=== Given instruction ===
List every bloom color given in the masterwort text below.

=== Supplied text ===
----

Picture of a Masterwort plant

Masterwort is making its way into gardens and may be worth trying if you have a moist, partially shaded site. (Photo courtesy Gerald Klingaman)

Like all gardeners, I have varying degrees of experience with plants. I try to write about a plant only after I’m familiar enough with it to express a personal opinion regarding its attributes. But sometimes, as is the case here, I will give what can only be considered a preliminary report on a plant that has been gaining prominence in American garden catalogs: Astrantia major, Masterwort.

Masterwort, a common name shared by at least two members of the carrot family, is a clump-forming or slowly stoloniferous perennial herb growing 2 to 3 feet tall when in flower, but only half that when in leaf. Leaves are rich green with a palmate arrangement and five prominent lobes, each of which is cut or incised terminally. The plants I planted in the fall or 2010 were not evergreen.

Flowers emerge in late spring on upright, branched panicles and appear sporadically through the summer. The flowers are technically an umbel but very different than Queen Anne’s lace and other members of the parsley family, because in Astrantia each bloom is subtended by a broad, papery bract giving the bloom head an almost daisy-like look. Flower heads are 1 to 1 ½ inch wide and produced in considerable numbers. Bloom color of the species is white, but in most of the clones now being marketed the flowers are pink, maroon or red.

Astrantia is a genus of 10 species of southern and central Europe, where it is found in high mountain meadows and in alpine woodlands in the Alps, where the roots are kept well watered by melting snow. Astrantia major is native to Switzerland and Austria, and was introduced into cultivation before 1600. It is the only commonly grown species. Masterwort has been commonly grown in European gardens, waxing and waning in popularity over the decades, but was mostly unknown in the United States until Dutch breeders began developing new selections in the 1990s. Many of these were intended for the cut flower market but have proven suitable for the perennial border too.

----

=== Recorded data ===
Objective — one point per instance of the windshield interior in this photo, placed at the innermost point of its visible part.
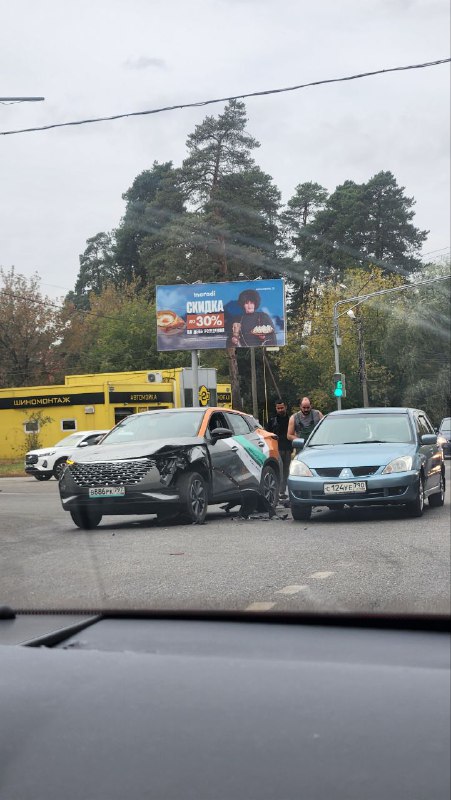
(360, 428)
(225, 207)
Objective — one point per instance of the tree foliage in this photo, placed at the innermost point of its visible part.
(28, 331)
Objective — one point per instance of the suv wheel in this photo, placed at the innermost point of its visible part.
(58, 468)
(437, 499)
(85, 518)
(269, 488)
(194, 497)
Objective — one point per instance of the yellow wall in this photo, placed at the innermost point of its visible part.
(102, 398)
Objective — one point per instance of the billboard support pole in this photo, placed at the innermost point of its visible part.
(195, 377)
(254, 384)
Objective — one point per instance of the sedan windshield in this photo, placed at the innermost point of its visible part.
(156, 426)
(361, 428)
(70, 441)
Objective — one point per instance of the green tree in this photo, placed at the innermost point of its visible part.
(236, 205)
(28, 331)
(117, 334)
(362, 224)
(145, 249)
(97, 269)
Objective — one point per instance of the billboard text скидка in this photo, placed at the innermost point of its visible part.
(202, 316)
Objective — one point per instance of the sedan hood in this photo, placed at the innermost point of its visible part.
(131, 450)
(349, 455)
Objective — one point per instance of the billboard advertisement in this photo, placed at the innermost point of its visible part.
(204, 316)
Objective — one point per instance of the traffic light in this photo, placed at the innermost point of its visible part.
(339, 385)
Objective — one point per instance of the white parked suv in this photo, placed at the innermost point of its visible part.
(48, 461)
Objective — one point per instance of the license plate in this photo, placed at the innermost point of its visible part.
(345, 488)
(106, 491)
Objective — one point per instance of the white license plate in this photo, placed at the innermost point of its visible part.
(345, 488)
(106, 491)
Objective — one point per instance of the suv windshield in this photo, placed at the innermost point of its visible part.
(350, 429)
(70, 441)
(156, 425)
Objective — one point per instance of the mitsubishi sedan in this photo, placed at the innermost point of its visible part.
(368, 456)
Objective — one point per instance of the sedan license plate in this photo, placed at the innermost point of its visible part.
(350, 487)
(106, 491)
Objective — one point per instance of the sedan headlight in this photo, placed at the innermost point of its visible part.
(401, 464)
(300, 469)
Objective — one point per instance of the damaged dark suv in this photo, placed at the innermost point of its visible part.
(173, 463)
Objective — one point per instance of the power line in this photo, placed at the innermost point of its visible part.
(244, 96)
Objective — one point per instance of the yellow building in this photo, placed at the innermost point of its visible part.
(96, 402)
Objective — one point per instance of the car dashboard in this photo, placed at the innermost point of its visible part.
(224, 706)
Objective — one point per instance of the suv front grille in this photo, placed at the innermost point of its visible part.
(111, 473)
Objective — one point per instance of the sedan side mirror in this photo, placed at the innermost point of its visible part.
(429, 438)
(220, 433)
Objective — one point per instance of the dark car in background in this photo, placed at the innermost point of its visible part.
(173, 463)
(444, 436)
(368, 456)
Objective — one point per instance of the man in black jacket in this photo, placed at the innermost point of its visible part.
(279, 425)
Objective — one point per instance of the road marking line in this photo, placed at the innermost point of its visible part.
(320, 576)
(260, 606)
(294, 589)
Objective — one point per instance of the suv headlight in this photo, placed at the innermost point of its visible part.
(300, 469)
(401, 464)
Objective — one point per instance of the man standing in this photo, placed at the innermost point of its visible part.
(302, 423)
(279, 425)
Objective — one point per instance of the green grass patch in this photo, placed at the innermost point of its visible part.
(11, 468)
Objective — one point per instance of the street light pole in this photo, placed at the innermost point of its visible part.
(362, 360)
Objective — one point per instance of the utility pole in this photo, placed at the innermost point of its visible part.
(254, 384)
(362, 361)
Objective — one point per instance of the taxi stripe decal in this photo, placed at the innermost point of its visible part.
(259, 456)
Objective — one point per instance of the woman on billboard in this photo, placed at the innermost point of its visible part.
(254, 328)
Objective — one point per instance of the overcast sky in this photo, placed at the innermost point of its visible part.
(99, 57)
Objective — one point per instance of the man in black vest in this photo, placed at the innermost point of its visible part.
(302, 423)
(279, 425)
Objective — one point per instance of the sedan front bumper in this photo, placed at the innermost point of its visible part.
(399, 487)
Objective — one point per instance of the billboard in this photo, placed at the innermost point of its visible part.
(204, 316)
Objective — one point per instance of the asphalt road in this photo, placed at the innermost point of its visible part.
(355, 561)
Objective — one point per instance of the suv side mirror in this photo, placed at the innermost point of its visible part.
(220, 433)
(429, 438)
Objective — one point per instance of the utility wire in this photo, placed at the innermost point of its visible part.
(201, 103)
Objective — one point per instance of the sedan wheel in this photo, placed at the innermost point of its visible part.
(416, 507)
(194, 497)
(437, 499)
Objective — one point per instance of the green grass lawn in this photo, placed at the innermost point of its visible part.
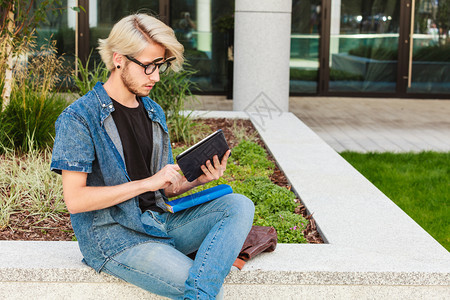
(419, 183)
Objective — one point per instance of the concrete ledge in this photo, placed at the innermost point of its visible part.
(374, 249)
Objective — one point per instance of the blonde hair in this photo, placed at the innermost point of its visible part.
(132, 34)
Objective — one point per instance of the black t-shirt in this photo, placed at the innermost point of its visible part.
(136, 135)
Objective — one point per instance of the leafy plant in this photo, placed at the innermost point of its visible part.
(172, 92)
(28, 185)
(248, 173)
(88, 77)
(417, 182)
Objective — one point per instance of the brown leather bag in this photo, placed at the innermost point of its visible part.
(260, 239)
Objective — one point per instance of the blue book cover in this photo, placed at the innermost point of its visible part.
(198, 198)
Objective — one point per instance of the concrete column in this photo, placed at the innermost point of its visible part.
(261, 55)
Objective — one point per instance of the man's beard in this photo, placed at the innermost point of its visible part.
(131, 85)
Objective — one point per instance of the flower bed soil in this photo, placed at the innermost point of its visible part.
(25, 226)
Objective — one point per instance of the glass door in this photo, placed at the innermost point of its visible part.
(364, 45)
(429, 66)
(305, 37)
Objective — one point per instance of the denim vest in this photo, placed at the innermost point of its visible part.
(87, 141)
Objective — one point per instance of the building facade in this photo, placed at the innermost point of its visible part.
(364, 48)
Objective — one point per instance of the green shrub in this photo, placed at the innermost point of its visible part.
(252, 154)
(289, 226)
(433, 53)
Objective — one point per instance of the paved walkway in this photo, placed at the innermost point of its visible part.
(367, 124)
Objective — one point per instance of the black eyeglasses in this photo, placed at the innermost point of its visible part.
(151, 67)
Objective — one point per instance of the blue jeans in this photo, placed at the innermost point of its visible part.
(216, 230)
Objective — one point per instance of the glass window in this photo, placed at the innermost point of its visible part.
(305, 33)
(104, 14)
(430, 65)
(364, 45)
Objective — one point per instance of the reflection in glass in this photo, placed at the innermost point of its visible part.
(363, 45)
(430, 67)
(304, 62)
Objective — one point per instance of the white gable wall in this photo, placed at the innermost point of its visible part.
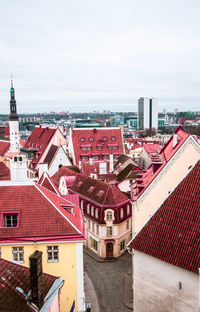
(164, 183)
(60, 159)
(156, 286)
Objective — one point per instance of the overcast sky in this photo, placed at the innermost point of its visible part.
(84, 55)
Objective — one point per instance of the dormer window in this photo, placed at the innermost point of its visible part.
(10, 219)
(100, 193)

----

=== Output for this exercise ===
White, pink, maroon, red